● Requirement: Can you duplicate the passage of the sermon below exactly, starting at "And just when" and ending at "we keep reading."?

Isaiah 61:10-62:3 Psalm 147:13-21 Galatians 3:23-25; 4:4-7 John 1:1-18
Tabernacling … and regifting
It is a huge leap from baby Jesus in the manger to “in the beginning was the Word. It has been said that might be a season of twelve days because we need that long to make sense of God who comes to us in the form of a person in a manger. I suspect that I am not alone in thinking that it will take much longer than twelve days for to get my head around “Lord” in a feed trough. So far, it has been a lifetime’s work.
And just when we might decide to dwell in the mystery of “God with us,” Immanuel, in Bethlehem, we discover the Gospel of John. John tells us nothing about mangers or shepherds or Bethlehem, Mary, and Joseph. All of a sudden, or so it seems, we are transported back to before the beginning of time – and we find that Jesus was there. Before there was time, before there was “Earth,” before we had ancestors, there was Jesus with God. What a wonderful mystery!
It is still hard to imagine, isn’t it? So we keep reading.
This Word, Immanuel, God with us before we were, came to live among us. Not only in our individual hearts – the verbs here are plural – the Word came to “tabernacle” with us. You remember the idea of tabernacling in from Jesus’ transfiguration on the mountain. Our beloved Peter, upon seeing Jesus and Moses and Elijah, says, “let’s tabernacle here!” Let’s stay here in a big tent, and stay long enough that it is not a vacation or a visit but this place becomes our dwelling place. Let’s dwell here.
The tabernacle in the Old Testament was the local presence [hangout] of God. (http://www.sermonsfromseattle.com/series_b_the_word_became_flesh.htm) Thanks to “Sermons from Seattle” for these words and the following imagery. The tabernacle was 75 feet wide and 150 feet high. (What size is this church building? About the same, maybe.) Imagine a tent that big. At the far end of the tent
“was the Holy of Holies, a room separated by a heavy curtain. (I think of a grand theater curtain, lined with embroidered pomegranates.) Behind that heavy curtain was the Ark of the Covenant, a special holy box. It was a big box, about 45 inches long, by 27” by 27.” Inside that Ark or box were the Ten Commandments and maybe a bit of manna. Now, this was the most sacred place where God lived: in the tabernacle, in the Holy of Holies, in the Ark, and most sacredly, in the Ten Commandments.”

● Dataset extract:

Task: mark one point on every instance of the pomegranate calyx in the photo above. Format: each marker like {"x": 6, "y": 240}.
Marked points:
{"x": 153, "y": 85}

● Solved problem:
And just when we might decide to dwell in the mystery of “God with us,” Immanuel, in Bethlehem, we discover the Gospel of John. John tells us nothing about mangers or shepherds or Bethlehem, Mary, and Joseph. All of a sudden, or so it seems, we are transported back to before the beginning of time – and we find that Jesus was there. Before there was time, before there was “Earth,” before we had ancestors, there was Jesus with God. What a wonderful mystery!
It is still hard to imagine, isn’t it? So we keep reading.